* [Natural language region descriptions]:
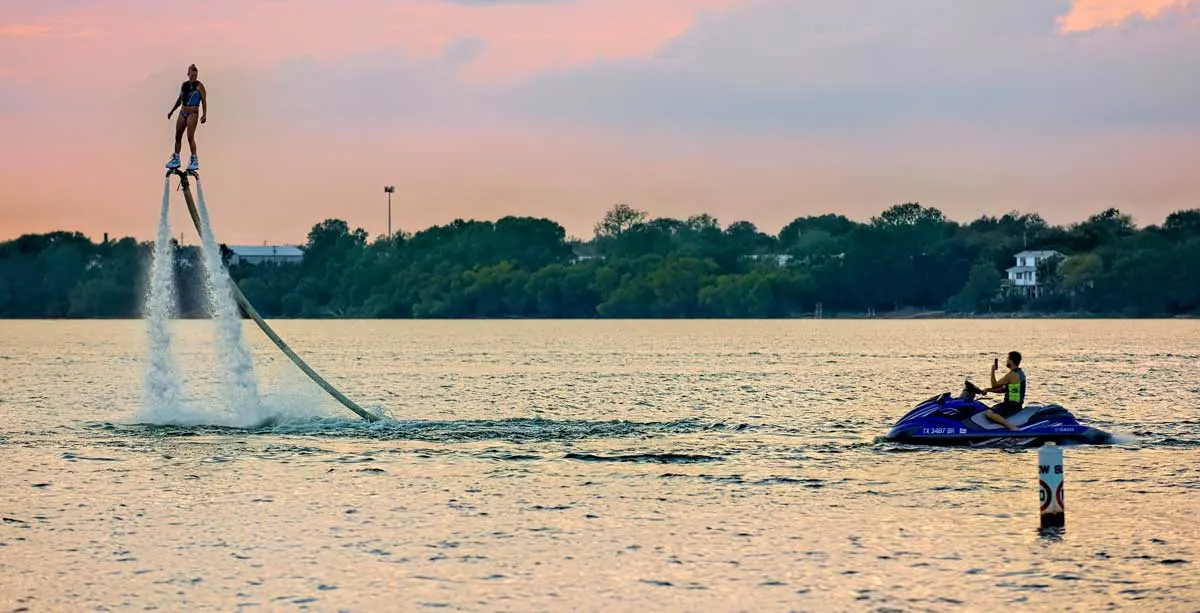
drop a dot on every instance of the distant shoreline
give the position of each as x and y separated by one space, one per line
904 316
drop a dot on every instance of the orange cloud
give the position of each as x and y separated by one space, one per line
1091 14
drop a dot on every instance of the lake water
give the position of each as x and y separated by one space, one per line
593 466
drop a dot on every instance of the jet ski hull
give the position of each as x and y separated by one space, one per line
946 420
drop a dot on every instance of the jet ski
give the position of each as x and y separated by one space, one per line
948 420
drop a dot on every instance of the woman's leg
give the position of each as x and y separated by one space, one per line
192 120
180 126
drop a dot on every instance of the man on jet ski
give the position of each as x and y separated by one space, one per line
1012 385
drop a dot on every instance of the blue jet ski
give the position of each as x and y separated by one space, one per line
947 420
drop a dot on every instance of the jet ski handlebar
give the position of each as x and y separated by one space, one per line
971 390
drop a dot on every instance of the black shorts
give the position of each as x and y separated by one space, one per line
1007 409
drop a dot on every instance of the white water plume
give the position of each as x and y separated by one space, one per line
161 392
232 350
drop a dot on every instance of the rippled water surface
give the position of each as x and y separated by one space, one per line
593 466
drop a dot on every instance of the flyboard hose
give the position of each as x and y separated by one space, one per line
250 310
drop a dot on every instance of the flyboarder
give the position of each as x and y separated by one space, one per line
192 97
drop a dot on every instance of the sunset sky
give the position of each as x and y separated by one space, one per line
747 109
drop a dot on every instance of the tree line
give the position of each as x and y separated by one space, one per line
636 266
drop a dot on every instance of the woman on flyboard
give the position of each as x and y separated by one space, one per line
191 97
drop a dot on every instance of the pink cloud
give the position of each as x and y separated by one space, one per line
42 31
520 38
1091 14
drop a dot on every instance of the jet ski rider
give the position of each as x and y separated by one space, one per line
1012 385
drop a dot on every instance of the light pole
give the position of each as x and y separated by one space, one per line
389 190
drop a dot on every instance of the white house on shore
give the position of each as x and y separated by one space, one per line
261 253
1024 276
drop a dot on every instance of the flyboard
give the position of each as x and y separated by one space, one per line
186 186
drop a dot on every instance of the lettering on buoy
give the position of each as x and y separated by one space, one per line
1050 478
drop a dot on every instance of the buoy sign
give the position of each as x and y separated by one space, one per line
1050 478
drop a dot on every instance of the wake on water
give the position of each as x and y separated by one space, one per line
163 402
241 389
161 389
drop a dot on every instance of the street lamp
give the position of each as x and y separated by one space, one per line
389 190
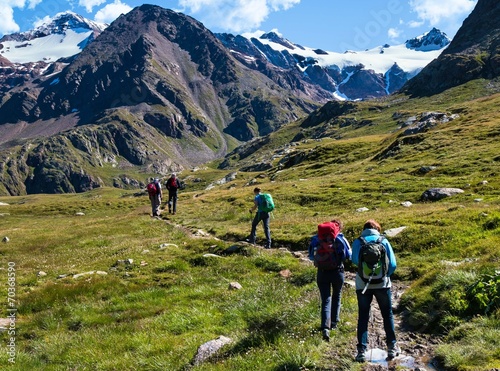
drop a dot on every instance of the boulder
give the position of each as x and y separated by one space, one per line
434 194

* [Task brief]:
Go through the records and report each line that contains "white".

* [Task solution]:
drop a dot on every instance of the white water plume
drop a dot on every instance of the white house on shore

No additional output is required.